**WHAT YOU ARE ASKED TO DO:** Each entry below is to be returned exactly, with any pictures left out.

**LISTED ENTRIES:**
══════════

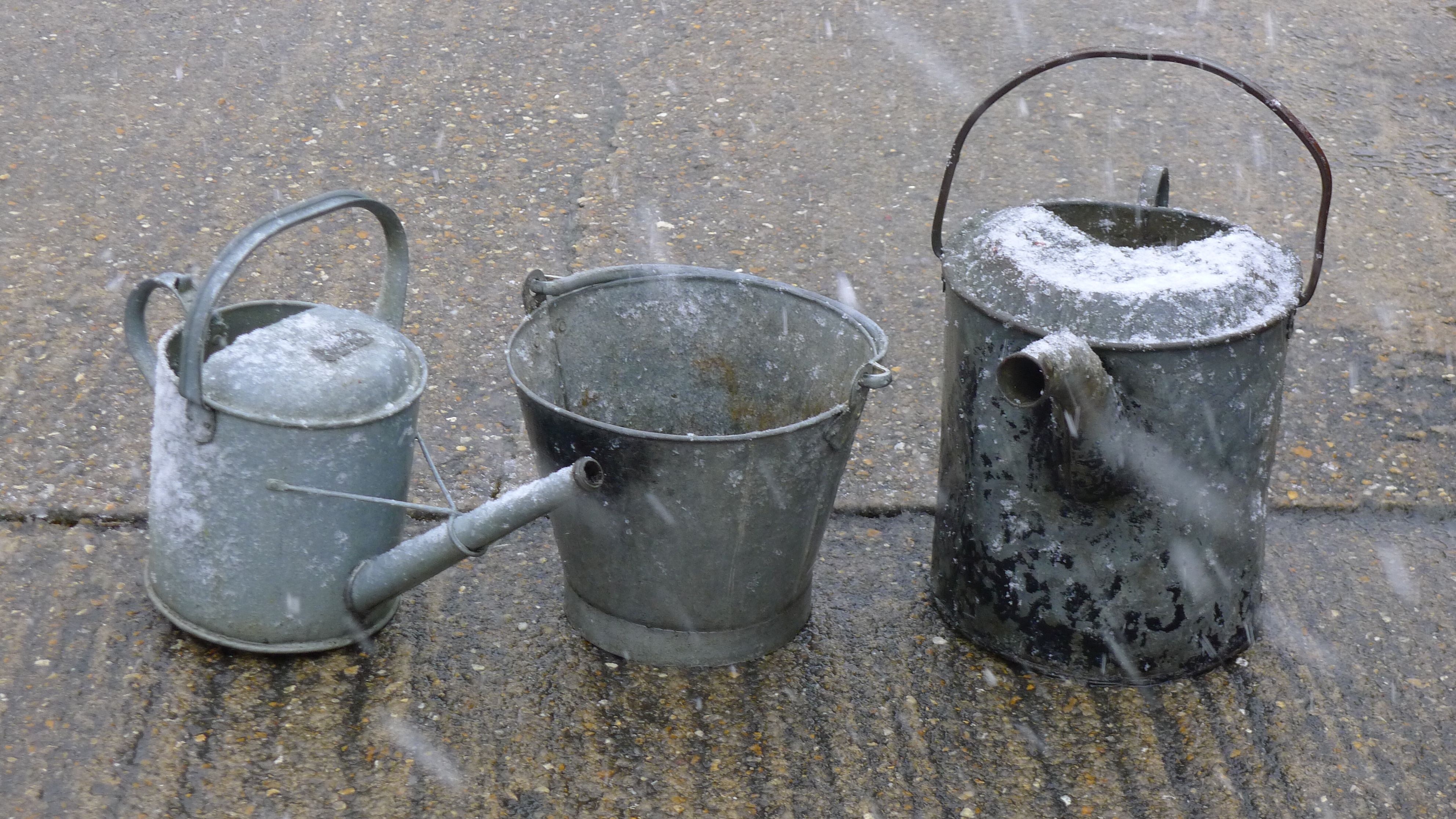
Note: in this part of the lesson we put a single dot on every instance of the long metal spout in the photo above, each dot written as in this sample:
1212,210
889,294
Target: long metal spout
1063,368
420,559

══════════

**SOLUTION TO THIS TASK:**
Note: in this part of the lesson we put a single dot on every instance of the long metal spout in the photo above, each dot written as in this sample:
1212,210
889,294
Target: long metal spout
1063,368
420,559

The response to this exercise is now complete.